The expected output is every entry, copied exactly.

Stored data entries:
---+---

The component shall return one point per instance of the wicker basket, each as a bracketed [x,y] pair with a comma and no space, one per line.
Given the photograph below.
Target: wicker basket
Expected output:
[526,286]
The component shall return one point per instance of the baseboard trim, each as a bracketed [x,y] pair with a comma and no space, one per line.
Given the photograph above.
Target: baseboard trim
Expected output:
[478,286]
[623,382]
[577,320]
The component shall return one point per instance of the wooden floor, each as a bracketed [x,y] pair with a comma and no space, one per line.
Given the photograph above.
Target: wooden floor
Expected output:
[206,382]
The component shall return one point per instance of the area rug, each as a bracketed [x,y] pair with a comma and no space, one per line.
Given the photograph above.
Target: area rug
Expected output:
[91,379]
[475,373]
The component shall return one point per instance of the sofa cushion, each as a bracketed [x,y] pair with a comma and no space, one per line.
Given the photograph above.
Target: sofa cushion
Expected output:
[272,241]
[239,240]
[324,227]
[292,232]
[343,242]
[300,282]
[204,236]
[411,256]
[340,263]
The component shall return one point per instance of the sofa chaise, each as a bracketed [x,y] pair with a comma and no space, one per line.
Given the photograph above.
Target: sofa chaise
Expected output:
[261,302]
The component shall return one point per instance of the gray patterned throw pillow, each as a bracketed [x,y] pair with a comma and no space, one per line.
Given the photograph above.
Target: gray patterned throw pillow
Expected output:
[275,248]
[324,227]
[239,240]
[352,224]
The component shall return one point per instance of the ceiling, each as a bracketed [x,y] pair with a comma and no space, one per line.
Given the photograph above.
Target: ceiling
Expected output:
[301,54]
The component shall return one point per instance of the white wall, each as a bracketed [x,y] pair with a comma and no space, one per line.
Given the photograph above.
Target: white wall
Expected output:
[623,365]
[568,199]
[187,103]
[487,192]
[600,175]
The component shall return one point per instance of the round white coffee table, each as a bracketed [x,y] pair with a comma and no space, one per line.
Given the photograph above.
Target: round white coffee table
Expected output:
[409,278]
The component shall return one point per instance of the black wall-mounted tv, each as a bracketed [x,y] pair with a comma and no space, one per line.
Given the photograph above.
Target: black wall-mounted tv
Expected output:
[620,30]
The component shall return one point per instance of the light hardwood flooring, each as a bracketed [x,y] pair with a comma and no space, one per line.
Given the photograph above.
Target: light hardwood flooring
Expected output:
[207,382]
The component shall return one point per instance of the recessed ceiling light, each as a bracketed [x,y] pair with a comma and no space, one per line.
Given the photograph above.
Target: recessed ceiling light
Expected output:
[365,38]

---+---

WORKED SOLUTION:
The component shall return one point per instance of the wicker basket, each as a bracketed [x,y] pair with a comma and no space, one per line.
Given the photograph below.
Target: wicker basket
Expected output:
[526,286]
The component shall return one point per instance of the baseboard trim, each as a bracketed [x,y] pair with a comma and no space, one per line.
Given the photograph above.
Target: baseboard trim
Expected output:
[478,286]
[623,382]
[577,320]
The component shall return one point per instance of the wooden floor, each as a bracketed [x,y] pair with a comma and no space, one per line.
Given the photograph above.
Target: wooden floor
Expected output:
[206,382]
The component shall return one point per instance of the area rug, each as a bracketed [x,y] pair with a comma and no space, one per line.
Given the photograph above.
Target: area rug
Expected output:
[91,379]
[475,373]
The component shall return one point per instance of the sofa cushion, each as a bracketed [x,y] pair with a comma and no space, one per line.
Given the photograph above.
Target: sofa cushion
Expected output:
[272,241]
[239,240]
[324,227]
[292,232]
[343,242]
[300,282]
[204,236]
[411,256]
[340,263]
The component shall return one point per instance of the sofa chaise, each as a bracketed [x,y] pair with a comma and no space, one per line.
Given the photograph above.
Target: sofa chaise
Expected output:
[261,302]
The component shall return one point per instance of the gray patterned throw pillow, each as a bracketed [x,y] pair with a comma and no space, one per line.
Given the photograph above.
Target: gray patterned throw pillow
Expected output:
[275,248]
[324,227]
[239,240]
[352,224]
The component shall return one point per instance of the ceiling, each as a bracketed [x,y] pair with a comma and no space, one per line.
Given the photograph above.
Target: ceiling
Expected output:
[301,54]
The component shall return one point per instance of the white wall, each as a bracketed [x,y] pair with a comma and no space, one per line.
Given the photograph above.
Target: white wall
Expected output:
[623,365]
[568,199]
[187,103]
[487,192]
[600,175]
The component shall return one point per instance of the round white coffee table, each as a bracketed [x,y] pair with a comma and no space, one per line.
Given the photograph above.
Target: round white coffee table
Expected output:
[409,278]
The component shall return one point per instance of the black wall-mounted tv, each as a bracketed [x,y] pair with a comma and no space, one per line.
Given the photograph above.
Target: black wall-mounted tv
Expected output:
[620,30]
The component shall return one point per instance of the light hardwood flooring, each as a bracketed [x,y] pair with a comma and no space, one per line.
Given the photograph above.
Target: light hardwood flooring
Expected output:
[207,382]
The component shall return one point per instance of the recessed ceiling light, each as a bracketed [x,y] pair with a comma and no space, one per line.
Given the photograph above.
Target: recessed ceiling light
Expected output:
[365,38]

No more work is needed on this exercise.